» Excerto do documento
================

Memórias do acidente do “rápido do Algarve”, 58 anos depois

Serão muito poucos os habitantes de Sabóia, Pereiras e Santa Clara-a-Velha que nunca ouviram falar do desastre do rápido do […]

Serão muito poucos os habitantes de Sabóia, Pereiras e Santa Clara-a-Velha que nunca ouviram falar do desastre do rápido do Algarve, mas menos ainda os que viveram aqueles dias trágicos e se mantêm entre nós. O acidente aconteceu a 13 de Setembro de 1954, fazem hoje precisamente 58 anos.

Em Santa Clara-a-Velha, depressa foi possível verificar que encontrar testemunhas vivas desse grave acidente iria ser tarefa árdua. Na Junta de Freguesia, uma jovem funcionária destacou o Livro de Enterramentos, como a única memória de tão sinistro acontecimento naquela autarquia.

================

» Requisitos
1. Diga se cada afirmação concorda com o texto sobre o acidente do rápido do Algarve e responda sim ou não, citando literalmente as palavras do texto que o decidem.
(a) O acidente ocorreu a 13 de setembro de 1954.
(b) Em Santa Clara-a-Velha foi fácil encontrar testemunhas vivas do acidente.
(c) Na Junta de Freguesia, foi um funcionário idoso quem destacou o Livro de Enterramentos.
2. Imprima, por favor, o trecho do texto sobre o acidente do rápido do Algarve entre "Memórias do acidente" e "precisamente 58 anos.", inclusive.
3. Responda a estas perguntas sobre o texto do acidente do rápido do Algarve:
(a) Há quantos anos tinha acontecido o acidente?
(b) Em que localidade se verificou que encontrar testemunhas vivas seria tarefa árdua?
(c) O que foi apontado como a única memória do acontecimento naquela autarquia?

» Conteúdo dos dados
================

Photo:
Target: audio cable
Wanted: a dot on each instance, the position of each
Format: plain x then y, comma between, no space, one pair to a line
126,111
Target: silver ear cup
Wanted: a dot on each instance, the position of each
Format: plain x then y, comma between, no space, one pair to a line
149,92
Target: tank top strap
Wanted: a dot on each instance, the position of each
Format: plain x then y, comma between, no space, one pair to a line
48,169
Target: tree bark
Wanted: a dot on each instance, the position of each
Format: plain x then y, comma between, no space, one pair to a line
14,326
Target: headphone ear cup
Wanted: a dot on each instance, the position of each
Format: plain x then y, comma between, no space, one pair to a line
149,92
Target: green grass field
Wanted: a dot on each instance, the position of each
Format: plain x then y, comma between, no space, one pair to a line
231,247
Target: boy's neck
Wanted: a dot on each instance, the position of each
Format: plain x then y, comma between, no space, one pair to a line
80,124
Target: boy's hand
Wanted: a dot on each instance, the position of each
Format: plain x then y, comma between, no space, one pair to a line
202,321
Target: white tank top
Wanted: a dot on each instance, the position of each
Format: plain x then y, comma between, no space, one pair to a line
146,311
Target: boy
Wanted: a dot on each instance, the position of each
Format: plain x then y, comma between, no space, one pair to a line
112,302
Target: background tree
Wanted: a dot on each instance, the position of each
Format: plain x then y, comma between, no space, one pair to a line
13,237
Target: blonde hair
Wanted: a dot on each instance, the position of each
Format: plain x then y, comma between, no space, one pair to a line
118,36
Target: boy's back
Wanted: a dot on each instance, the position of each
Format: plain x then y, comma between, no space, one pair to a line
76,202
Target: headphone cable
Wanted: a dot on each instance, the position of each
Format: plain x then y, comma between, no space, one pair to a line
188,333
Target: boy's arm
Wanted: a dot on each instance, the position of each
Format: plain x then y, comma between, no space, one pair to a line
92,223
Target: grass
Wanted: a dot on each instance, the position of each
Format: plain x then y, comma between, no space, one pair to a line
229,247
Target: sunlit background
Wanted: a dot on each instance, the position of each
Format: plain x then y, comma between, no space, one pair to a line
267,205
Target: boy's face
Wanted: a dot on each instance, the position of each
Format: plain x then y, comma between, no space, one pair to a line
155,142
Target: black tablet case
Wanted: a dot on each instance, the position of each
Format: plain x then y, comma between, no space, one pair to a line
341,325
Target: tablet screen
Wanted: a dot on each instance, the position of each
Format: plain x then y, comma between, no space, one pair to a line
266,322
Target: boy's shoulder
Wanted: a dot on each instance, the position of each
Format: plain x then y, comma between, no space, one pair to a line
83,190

================

» Respostas por tarefa
1.
(a) Sim: "O acidente aconteceu a 13 de Setembro de 1954"
(b) Não: "encontrar testemunhas vivas desse grave acidente iria ser tarefa árdua"
(c) Não: "uma jovem funcionária destacou o Livro de Enterramentos"

2.
Memórias do acidente do “rápido do Algarve”, 58 anos depois

Serão muito poucos os habitantes de Sabóia, Pereiras e Santa Clara-a-Velha que nunca ouviram falar do desastre do rápido do […]

Serão muito poucos os habitantes de Sabóia, Pereiras e Santa Clara-a-Velha que nunca ouviram falar do desastre do rápido do Algarve, mas menos ainda os que viveram aqueles dias trágicos e se mantêm entre nós. O acidente aconteceu a 13 de Setembro de 1954, fazem hoje precisamente 58 anos.

3.
(a) 58 anos.
(b) Em Santa Clara-a-Velha.
(c) O Livro de Enterramentos.